Records from a data collection:
------------

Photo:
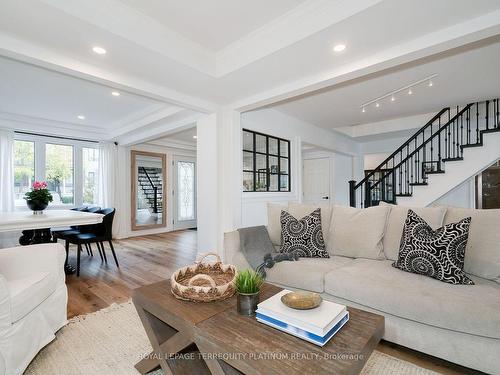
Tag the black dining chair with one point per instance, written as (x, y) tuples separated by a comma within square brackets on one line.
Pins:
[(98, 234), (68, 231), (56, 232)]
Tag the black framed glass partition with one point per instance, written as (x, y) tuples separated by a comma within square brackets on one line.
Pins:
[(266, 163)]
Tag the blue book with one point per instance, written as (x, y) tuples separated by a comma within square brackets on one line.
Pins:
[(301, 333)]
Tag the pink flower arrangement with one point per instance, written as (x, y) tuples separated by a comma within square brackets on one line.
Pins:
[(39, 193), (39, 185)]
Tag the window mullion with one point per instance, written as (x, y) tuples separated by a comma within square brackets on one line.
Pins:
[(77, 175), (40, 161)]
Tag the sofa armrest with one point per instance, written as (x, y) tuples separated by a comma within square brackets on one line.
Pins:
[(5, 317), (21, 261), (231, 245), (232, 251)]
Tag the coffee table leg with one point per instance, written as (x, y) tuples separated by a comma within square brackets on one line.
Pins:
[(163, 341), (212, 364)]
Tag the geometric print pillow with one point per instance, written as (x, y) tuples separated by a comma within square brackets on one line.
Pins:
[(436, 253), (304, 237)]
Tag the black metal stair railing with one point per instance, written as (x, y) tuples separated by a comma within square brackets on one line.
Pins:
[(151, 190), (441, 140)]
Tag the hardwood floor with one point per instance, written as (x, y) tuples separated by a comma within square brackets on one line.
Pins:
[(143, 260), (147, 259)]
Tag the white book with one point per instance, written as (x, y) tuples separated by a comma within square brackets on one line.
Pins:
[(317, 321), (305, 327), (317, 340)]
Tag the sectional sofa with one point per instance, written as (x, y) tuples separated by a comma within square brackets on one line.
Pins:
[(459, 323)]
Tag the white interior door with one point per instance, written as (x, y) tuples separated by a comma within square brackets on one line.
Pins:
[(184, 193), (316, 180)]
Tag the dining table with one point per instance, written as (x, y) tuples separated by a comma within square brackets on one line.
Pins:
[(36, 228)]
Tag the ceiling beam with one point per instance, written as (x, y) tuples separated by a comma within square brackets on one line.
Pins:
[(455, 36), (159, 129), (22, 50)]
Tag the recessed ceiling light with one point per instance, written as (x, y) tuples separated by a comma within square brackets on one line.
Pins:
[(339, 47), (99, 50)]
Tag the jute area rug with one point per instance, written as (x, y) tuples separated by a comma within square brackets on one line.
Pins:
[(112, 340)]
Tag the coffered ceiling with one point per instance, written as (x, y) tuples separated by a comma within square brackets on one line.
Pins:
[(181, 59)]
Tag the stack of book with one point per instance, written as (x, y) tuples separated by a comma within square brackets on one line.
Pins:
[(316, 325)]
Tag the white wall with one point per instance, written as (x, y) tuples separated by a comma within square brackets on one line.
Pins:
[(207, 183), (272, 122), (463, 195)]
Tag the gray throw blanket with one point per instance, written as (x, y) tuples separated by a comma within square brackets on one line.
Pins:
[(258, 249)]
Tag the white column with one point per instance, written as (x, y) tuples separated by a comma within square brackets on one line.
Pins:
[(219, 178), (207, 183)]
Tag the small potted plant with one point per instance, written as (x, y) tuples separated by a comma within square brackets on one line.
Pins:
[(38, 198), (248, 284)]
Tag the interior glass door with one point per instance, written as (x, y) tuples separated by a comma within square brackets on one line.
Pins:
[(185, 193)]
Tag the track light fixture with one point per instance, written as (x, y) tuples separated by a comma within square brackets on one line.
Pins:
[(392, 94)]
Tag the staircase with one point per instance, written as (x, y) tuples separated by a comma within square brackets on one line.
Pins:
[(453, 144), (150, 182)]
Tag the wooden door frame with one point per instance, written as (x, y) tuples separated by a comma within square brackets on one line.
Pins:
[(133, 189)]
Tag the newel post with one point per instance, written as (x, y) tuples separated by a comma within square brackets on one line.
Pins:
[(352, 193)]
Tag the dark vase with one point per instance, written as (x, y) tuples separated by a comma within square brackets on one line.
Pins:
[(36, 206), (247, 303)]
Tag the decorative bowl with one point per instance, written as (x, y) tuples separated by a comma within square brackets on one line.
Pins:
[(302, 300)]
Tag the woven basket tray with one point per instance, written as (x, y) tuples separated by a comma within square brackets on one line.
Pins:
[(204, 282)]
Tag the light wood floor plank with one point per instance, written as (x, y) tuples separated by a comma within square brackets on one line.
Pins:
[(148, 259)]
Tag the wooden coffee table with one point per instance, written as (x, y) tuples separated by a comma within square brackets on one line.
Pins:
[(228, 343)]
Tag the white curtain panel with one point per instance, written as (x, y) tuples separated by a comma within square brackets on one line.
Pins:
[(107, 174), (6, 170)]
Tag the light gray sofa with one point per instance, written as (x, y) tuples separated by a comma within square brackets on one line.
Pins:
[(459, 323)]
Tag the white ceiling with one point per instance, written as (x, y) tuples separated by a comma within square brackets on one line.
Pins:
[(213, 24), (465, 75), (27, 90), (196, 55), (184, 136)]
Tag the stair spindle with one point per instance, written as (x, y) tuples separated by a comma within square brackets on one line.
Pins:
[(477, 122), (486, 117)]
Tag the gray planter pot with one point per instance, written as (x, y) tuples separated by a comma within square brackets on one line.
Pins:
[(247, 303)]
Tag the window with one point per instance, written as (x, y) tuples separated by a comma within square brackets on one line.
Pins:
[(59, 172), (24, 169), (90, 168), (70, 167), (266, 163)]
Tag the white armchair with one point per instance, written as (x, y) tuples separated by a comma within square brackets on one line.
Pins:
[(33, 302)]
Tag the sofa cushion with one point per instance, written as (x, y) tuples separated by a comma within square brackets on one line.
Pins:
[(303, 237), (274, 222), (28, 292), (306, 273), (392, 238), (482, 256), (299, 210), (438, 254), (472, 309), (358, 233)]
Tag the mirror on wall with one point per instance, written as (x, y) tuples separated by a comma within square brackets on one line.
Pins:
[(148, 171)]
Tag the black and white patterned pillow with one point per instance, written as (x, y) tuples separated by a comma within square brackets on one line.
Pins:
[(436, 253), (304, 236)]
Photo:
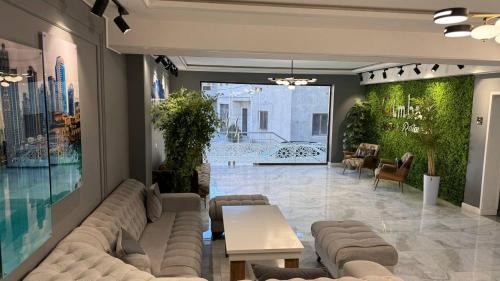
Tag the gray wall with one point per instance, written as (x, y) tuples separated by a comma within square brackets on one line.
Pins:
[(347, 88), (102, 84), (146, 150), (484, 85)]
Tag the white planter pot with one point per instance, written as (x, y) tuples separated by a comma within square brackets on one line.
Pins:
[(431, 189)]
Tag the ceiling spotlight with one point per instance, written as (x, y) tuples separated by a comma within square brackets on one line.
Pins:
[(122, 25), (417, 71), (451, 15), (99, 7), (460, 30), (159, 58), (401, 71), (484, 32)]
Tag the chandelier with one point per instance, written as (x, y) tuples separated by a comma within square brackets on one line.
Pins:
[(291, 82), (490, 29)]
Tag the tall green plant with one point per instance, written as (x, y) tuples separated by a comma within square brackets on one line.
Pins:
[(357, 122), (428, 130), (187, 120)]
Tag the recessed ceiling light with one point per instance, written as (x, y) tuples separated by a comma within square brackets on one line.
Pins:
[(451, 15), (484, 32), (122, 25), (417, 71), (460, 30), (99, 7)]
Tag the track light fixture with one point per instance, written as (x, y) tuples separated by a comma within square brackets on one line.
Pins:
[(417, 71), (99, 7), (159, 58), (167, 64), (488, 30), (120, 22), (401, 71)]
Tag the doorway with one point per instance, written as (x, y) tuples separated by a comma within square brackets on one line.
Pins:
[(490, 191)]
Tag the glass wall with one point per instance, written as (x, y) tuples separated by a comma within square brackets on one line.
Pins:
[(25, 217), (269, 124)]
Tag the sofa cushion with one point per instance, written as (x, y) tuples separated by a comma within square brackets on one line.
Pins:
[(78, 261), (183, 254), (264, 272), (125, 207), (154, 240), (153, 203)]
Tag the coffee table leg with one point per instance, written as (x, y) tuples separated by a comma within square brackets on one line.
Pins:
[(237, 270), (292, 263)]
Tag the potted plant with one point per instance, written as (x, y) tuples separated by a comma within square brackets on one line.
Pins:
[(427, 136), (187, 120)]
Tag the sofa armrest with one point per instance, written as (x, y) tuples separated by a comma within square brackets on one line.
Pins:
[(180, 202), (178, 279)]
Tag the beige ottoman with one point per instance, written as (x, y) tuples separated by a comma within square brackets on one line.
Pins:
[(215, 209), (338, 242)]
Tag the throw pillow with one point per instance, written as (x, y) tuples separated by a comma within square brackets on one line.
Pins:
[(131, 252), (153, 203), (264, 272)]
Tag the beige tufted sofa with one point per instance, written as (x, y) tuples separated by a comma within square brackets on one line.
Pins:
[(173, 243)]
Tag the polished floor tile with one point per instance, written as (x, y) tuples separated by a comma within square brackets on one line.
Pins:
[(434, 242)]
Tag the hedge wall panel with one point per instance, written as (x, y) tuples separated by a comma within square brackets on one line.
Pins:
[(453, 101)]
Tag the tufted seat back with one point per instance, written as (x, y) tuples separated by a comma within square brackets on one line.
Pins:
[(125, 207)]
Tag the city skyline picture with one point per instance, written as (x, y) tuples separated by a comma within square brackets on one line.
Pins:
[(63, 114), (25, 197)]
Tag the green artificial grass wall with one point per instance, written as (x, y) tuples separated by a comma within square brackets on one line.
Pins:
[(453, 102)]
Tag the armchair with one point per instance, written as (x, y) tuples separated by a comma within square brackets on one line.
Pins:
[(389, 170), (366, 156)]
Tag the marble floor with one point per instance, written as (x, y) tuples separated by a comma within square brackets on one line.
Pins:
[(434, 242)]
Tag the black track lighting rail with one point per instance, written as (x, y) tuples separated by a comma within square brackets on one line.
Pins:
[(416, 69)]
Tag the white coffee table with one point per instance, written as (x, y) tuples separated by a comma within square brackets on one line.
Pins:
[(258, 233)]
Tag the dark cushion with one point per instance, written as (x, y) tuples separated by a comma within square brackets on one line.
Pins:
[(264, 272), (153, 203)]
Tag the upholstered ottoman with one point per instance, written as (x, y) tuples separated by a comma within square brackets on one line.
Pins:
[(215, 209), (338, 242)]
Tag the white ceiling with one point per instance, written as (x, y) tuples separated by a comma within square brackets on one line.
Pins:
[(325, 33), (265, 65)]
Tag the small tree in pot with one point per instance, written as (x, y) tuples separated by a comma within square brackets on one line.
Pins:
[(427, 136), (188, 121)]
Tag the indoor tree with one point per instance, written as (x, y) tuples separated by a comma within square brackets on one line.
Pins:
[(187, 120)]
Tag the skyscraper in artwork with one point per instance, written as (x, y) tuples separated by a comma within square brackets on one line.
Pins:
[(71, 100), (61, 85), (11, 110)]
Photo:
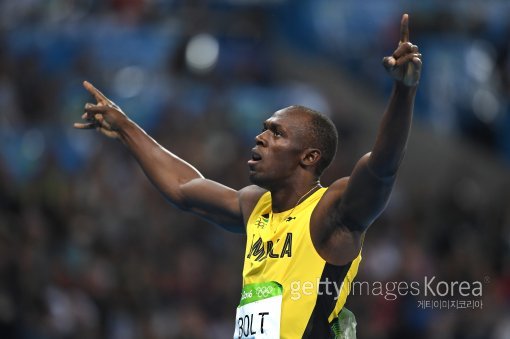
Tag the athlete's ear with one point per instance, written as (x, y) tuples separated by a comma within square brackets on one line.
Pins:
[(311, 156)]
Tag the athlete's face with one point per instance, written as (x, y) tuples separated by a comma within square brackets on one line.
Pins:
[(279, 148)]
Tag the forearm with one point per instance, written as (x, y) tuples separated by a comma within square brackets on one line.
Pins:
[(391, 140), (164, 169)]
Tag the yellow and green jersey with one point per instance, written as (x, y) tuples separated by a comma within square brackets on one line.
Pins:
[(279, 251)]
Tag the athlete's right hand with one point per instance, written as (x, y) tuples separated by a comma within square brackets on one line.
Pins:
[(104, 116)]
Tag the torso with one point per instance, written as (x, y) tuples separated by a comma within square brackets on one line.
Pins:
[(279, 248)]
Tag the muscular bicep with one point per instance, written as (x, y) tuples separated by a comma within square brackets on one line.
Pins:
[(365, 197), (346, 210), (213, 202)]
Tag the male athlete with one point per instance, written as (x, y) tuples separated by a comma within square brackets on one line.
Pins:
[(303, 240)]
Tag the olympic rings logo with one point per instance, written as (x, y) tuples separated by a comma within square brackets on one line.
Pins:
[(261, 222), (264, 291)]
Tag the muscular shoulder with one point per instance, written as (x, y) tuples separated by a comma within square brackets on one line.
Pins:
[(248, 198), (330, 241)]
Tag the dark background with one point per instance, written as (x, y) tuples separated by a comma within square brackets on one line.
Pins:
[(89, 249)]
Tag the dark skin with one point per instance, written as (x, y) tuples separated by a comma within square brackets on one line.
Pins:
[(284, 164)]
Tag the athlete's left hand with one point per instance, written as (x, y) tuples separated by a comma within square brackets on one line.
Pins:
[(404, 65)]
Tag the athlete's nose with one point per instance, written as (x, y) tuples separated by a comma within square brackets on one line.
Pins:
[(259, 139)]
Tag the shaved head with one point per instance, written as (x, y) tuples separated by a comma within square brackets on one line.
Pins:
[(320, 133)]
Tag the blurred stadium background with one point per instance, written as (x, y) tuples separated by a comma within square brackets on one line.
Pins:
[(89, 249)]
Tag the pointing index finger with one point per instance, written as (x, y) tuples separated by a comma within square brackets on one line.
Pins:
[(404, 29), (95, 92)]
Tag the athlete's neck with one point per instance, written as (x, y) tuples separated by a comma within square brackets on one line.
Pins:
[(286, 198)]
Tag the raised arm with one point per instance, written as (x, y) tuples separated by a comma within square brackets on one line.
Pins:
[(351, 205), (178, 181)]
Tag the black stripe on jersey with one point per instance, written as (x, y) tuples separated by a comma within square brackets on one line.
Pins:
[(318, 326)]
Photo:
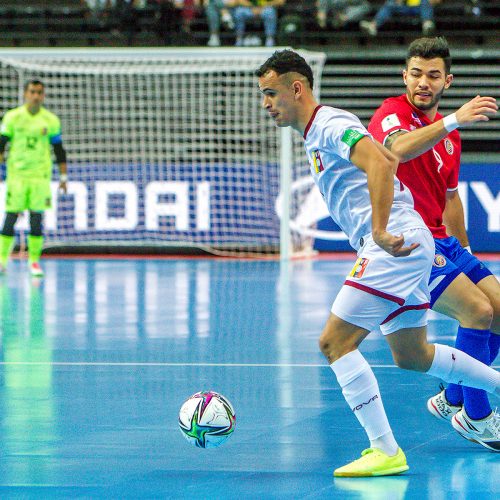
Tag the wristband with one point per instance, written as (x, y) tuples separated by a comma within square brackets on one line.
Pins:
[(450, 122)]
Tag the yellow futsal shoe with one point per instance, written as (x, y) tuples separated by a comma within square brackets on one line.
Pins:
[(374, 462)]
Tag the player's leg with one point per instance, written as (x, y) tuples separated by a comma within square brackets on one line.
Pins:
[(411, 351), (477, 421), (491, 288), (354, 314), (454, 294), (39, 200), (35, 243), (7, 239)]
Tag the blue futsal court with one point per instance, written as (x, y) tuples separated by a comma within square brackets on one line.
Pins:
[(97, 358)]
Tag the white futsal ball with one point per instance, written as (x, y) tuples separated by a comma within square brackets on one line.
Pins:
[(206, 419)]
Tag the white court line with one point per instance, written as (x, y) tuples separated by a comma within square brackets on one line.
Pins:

------------

Rewrite every line of the records, starting at the first line and stopping after the line that contains "[(5, 317), (21, 261), (231, 245), (232, 251)]". Increase each x and y pin coordinate by 137, and leave the pictures out.

Photo:
Tag the black dining chair with one point per instance, written as (x, y) tuples separated by a comma within square brackets on one line.
Pins:
[(235, 371), (205, 368), (193, 369)]
Tag the black framed glass partition with one point per instance, written as (x, y) tuples separated by a comma within square brackets on one line.
Pins:
[(403, 300)]
Tag the blue book with one point per instance, written as (x, y) tuples separated by a comma within square brackets on one line.
Pins:
[(438, 470)]
Tag the pink flower arrangement with one point per instance, written as (x, y) tuples separated by a comma within square brackets on one line.
Pins:
[(176, 330), (176, 322)]
Tag the window mullion with one point per instance, written as (x, y) tuples separated by a comma within square brackets on one line.
Pins:
[(214, 312), (177, 298)]
Tag the sofa armrest with one point per instance, written as (x, y) tuples separated by a comma within square brackets on one line.
Pins:
[(142, 454), (158, 398), (368, 382), (369, 388)]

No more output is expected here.